# DESCRIPTION OF THE TASK:
Scale the records in the stretch from the line containing "hair in the photo above." through the line containing "wrist in the photo above.": write out every line again, requests included, with each coordinate in the answers multiplied by 2.4 and rounded to a whole number, halves rounding up.

# MATERIALS PROVIDED:

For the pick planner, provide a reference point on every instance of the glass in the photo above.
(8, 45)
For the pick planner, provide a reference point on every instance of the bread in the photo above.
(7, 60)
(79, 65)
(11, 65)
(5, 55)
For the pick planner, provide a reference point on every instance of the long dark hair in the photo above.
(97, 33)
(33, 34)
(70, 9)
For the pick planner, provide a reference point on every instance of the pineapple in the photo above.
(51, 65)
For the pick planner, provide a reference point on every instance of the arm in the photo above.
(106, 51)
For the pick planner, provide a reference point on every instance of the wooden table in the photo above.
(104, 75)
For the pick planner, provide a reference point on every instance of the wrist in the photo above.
--
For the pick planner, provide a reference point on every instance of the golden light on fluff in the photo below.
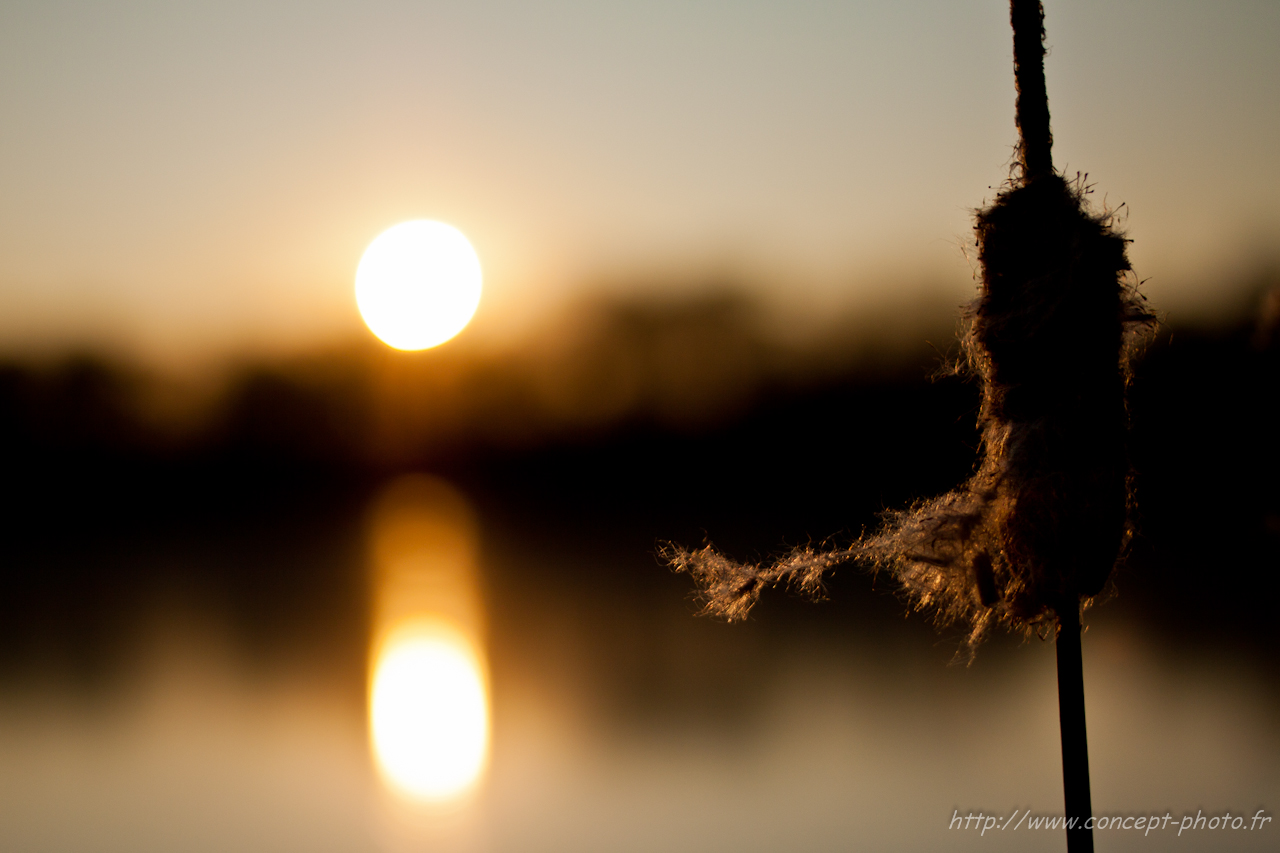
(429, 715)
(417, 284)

# EXERCISE RESPONSE:
For the pick planner, provide a reference point on every instance of the long dark hair in the photo above.
(233, 79)
(79, 82)
(168, 22)
For the pick planner, provide a reference point on every instance of the pineapple in the photo above.
(122, 156)
For the pick planner, provide a reference point on every instance of the arm in the photo above.
(254, 122)
For the pick planner, provide a reference point on every instance of the wooden table in the photo above.
(250, 180)
For the pick planner, provide a reference point on every instance of the wrist in the photo above.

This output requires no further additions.